TASK STATEMENT ->
Write out all the records again, replacing "Drop a marker" with "Put a pin" wherever it appears and keeping everything else the same. Leave the pictures out of your answer.

GIVEN DATA ->
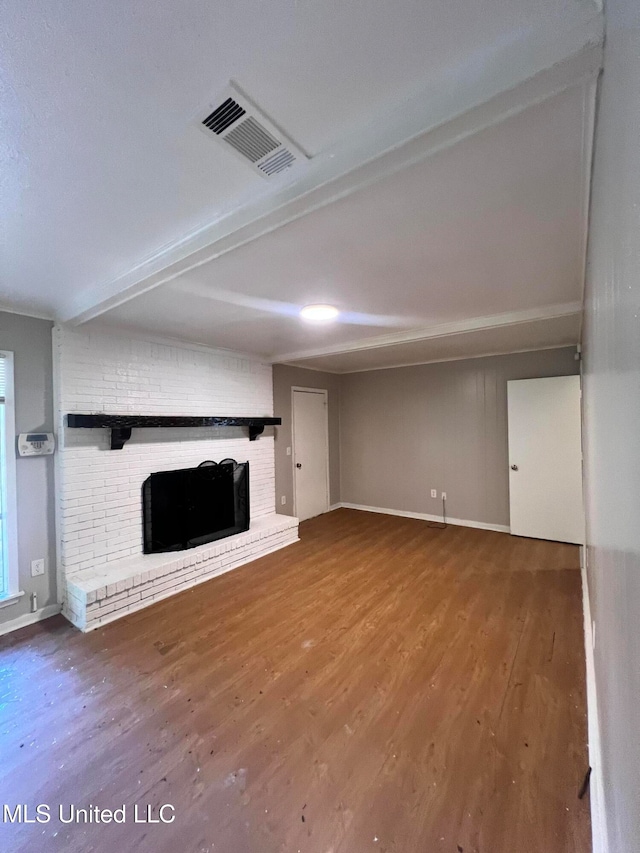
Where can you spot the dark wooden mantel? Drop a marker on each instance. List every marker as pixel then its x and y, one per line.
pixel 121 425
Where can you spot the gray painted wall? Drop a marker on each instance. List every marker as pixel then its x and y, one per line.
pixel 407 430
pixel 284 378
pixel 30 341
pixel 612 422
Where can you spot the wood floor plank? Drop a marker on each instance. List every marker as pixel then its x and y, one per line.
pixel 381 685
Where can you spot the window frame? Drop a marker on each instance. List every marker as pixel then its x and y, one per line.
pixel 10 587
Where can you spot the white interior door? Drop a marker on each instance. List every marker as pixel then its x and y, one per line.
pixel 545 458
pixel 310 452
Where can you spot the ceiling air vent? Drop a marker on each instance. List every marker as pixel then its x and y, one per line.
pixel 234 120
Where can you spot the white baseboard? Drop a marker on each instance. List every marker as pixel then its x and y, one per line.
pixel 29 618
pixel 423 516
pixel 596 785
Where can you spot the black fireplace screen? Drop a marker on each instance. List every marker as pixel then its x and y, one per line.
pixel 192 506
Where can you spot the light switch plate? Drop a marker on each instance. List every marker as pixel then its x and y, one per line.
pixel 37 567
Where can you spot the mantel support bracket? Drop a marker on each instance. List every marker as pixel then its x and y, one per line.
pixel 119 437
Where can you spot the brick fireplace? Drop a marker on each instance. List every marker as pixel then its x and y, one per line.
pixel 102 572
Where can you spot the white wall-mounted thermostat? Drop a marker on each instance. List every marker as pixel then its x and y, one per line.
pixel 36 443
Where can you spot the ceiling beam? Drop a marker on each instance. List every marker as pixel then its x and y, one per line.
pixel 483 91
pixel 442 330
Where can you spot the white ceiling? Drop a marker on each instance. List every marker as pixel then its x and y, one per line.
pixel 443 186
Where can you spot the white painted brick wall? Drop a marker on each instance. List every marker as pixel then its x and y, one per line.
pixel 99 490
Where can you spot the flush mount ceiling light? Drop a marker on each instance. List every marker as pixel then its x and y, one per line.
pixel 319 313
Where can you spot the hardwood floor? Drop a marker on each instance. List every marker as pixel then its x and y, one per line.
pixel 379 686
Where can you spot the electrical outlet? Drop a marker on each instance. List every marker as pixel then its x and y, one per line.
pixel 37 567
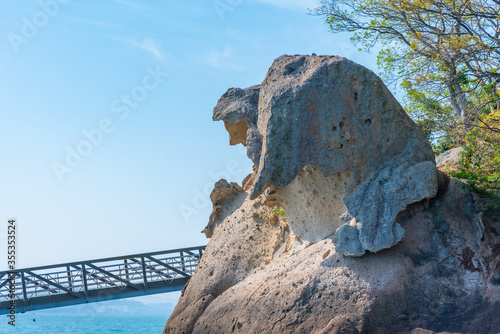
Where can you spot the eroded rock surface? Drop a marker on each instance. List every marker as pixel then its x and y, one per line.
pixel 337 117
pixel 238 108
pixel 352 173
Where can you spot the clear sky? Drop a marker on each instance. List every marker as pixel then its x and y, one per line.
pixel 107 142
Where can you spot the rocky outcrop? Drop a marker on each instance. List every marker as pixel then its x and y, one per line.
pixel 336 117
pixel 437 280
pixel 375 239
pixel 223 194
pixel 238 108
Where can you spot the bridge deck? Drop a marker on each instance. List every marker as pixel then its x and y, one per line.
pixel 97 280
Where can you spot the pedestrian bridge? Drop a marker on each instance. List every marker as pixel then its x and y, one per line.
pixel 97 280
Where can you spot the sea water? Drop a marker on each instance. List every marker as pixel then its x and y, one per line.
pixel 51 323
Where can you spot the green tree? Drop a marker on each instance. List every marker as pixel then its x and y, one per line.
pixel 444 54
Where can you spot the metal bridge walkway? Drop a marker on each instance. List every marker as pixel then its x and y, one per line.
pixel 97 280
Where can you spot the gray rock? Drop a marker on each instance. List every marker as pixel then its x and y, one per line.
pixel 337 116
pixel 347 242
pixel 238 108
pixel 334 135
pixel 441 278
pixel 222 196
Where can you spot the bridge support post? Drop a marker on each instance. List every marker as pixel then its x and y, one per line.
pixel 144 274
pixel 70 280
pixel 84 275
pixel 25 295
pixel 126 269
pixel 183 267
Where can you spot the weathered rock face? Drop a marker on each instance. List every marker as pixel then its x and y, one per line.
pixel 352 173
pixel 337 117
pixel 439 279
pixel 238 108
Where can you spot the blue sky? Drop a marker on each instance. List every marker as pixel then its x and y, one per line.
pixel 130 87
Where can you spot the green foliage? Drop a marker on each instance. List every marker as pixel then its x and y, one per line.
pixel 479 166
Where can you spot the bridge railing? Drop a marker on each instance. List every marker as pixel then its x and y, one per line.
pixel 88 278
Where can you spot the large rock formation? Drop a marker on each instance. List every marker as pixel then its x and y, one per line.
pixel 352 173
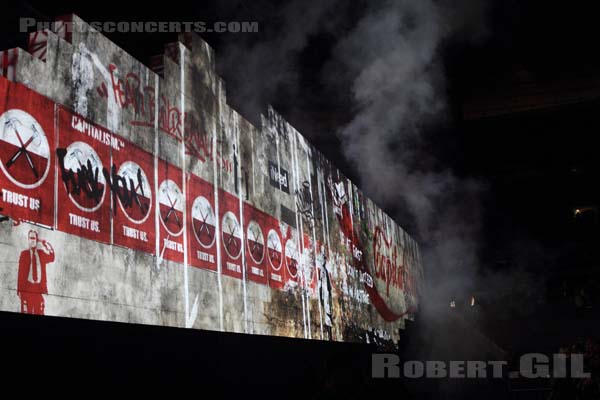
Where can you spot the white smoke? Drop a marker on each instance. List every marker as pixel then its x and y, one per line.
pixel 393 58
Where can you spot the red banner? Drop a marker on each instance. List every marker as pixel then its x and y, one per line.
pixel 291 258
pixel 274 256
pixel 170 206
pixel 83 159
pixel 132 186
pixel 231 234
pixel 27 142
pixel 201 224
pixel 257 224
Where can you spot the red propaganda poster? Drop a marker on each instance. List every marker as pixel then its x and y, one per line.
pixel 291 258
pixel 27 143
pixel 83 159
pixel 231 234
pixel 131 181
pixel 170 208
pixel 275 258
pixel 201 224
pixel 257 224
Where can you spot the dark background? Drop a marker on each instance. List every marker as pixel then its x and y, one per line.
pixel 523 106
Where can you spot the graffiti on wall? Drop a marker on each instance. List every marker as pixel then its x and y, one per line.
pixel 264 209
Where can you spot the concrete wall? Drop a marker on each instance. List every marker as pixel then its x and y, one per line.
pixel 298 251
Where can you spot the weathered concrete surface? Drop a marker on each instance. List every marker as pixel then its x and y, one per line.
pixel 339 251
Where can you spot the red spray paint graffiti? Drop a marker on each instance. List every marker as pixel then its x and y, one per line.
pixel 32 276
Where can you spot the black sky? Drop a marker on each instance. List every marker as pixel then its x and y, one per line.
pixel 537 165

ANSWER IN FULL ->
Where can you spot the dark wooden mantel? Put a pin on each instance. List every marker as pixel then its x and y, one per line.
pixel 121 425
Where can you spot the gray painted wall? Put a pin on each instance. List every marker as pixel then its x and y, one per line.
pixel 407 430
pixel 284 378
pixel 30 341
pixel 612 422
Where can you spot the wood floor plank? Put a pin on each instance. List every marker as pixel then its x and y, one per line.
pixel 381 685
Where can you spot the window frame? Put a pin on each instance. List every marker as pixel then its x and y, one per line.
pixel 10 587
Where can you spot the white interior door? Put a pin on each instance. List every marker as pixel then its x and y, one per line.
pixel 545 458
pixel 310 452
Where can you spot the ceiling air vent? Put a pin on each instance. List every marker as pixel then its x and y, one per line.
pixel 234 120
Where can you spot the white baseboard? Put a pin on each instance. List every marker as pixel then its x and y, one per line.
pixel 29 618
pixel 423 516
pixel 596 785
Where can you spot the black fireplace screen? Put a pin on each instance. List every marker as pixel then its x and y, one per line.
pixel 192 506
Where can you spot the light switch plate? Put a pin on each instance. List every marker as pixel then its x and y, one per line.
pixel 37 567
Where can you spot the mantel support bracket? Put a pin on each instance. List every marker as pixel then its x and y, one per line.
pixel 119 437
Where can you spot the brick fireplace? Put a pin on each instance. List every marker as pixel then its x and y, one per line.
pixel 102 572
Where can you spot the white wall-mounted thermostat? Put a pin on each instance. List every marker as pixel then its x and y, one per line.
pixel 36 443
Where can you spot the ceiling beam? Put a pin on each instance. List every marker as pixel then its x and y, one per line.
pixel 483 91
pixel 442 330
Where can you spot the white ceiling? Put a pin on each instance. List every marker as pixel then its x and y, one per line.
pixel 443 186
Where can you spot the white painted brick wall? Put a pin on each instance. List every marker as pixel then its x and y, one per line.
pixel 99 490
Where can you spot the flush mount ceiling light? Put a pin on each instance. List every marker as pixel then its x and y, one per line.
pixel 319 313
Where can you spot the hardwood floor? Put a pin on each instance. List every marker as pixel then its x and y, one per line.
pixel 379 686
Where can you spot the electrical outlet? Put a pin on each instance. List every marker as pixel then its x and y, one per line.
pixel 37 567
Where can you spot the eroded rock surface? Put a pin on each instance. List every marker as pixel then its x and y, one per line.
pixel 337 117
pixel 238 108
pixel 352 173
Where can you spot the clear sky? Put a pin on each instance. List every marker as pixel then its x and y, one per line.
pixel 107 142
Where can you spot the rocky outcrop? Put a pin on each instance. List every marker as pixel then its x and y, one per line.
pixel 336 117
pixel 437 280
pixel 375 239
pixel 223 194
pixel 238 108
Where can you spot the bridge deck? Put a pin on each instance. List every marker as pixel then its x and y, one per line.
pixel 97 280
Where can you spot the pedestrian bridge? Put a pin on each instance. List every marker as pixel then its x and y, one per line.
pixel 97 280
Where can you spot the sea water? Put a pin on each instance. List every marker as pixel then its x and y, one per line.
pixel 51 323
Where can you spot the green tree? Put a pin on each instance. List every marker as pixel then its x and y, one per line.
pixel 444 54
Where can you spot the metal bridge walkway? Put a pin on each instance. List every marker as pixel then its x and y, one per line.
pixel 97 280
Where can you spot the gray rock? Put a pin on each instance. List every marker as pixel then its x and y, one per line.
pixel 337 116
pixel 347 242
pixel 238 108
pixel 334 135
pixel 441 278
pixel 222 196
Where can you spot the bridge support post? Put a pin on each instance. List every marker as pixel then its x and y, one per line.
pixel 144 274
pixel 70 280
pixel 84 275
pixel 25 295
pixel 126 269
pixel 183 267
Where can you spot the weathered rock face? Put a pin on each instance. List every marker as pixel then its x and y, one per line.
pixel 352 173
pixel 337 117
pixel 439 279
pixel 238 108
Where can you spot the blue sky? Put a pin on each instance. List every marker as pixel then its x and y, one per line.
pixel 130 87
Where can you spot the green foliage? Put a pin on each instance. List every marker as pixel then its x and y, one per line.
pixel 479 166
Where can you spot the bridge railing? Put a pin on each instance. List every marker as pixel then its x and y, one per line.
pixel 88 278
Where can you spot the large rock formation? Put a pin on each instance. List every marker as pixel then its x and y, one per line.
pixel 352 173
Where can you spot the white smoke? Put a pin on each instance. List every marker as pixel then its x and y, one per line.
pixel 393 58
Where can you spot the red banner? Put a pin on each instance. List every marker as pixel then its x and y, one per line.
pixel 291 258
pixel 274 256
pixel 170 206
pixel 83 159
pixel 132 186
pixel 231 234
pixel 27 142
pixel 201 224
pixel 257 224
Where can you spot the red propaganda poster? Put a pin on each instance. List every marker as pixel then its x and y, one per line.
pixel 291 258
pixel 27 143
pixel 83 159
pixel 231 234
pixel 131 181
pixel 170 208
pixel 275 258
pixel 201 224
pixel 257 224
Where can you spot the dark background? Put a pin on each instance. List every marker as pixel then its x and y, one per line.
pixel 523 106
Where can you spot the graffiti on wall? Put a pin on each instance. List every marker as pixel then its x and y, one per line.
pixel 264 209
Where can you spot the concrete wall? Put a pin on each instance. List every marker as pixel then its x and y, one per line.
pixel 298 251
Where can you spot the weathered concrete surface? Put a pin on each instance. List every marker as pixel then its x and y, one per line.
pixel 339 251
Where can you spot the red spray paint graffiti? Put a pin on each instance. List every marker as pixel then its x and y, one per line.
pixel 32 276
Where can you spot the black sky? Put a pin on each instance. List every marker as pixel then its x and y, one per line.
pixel 537 165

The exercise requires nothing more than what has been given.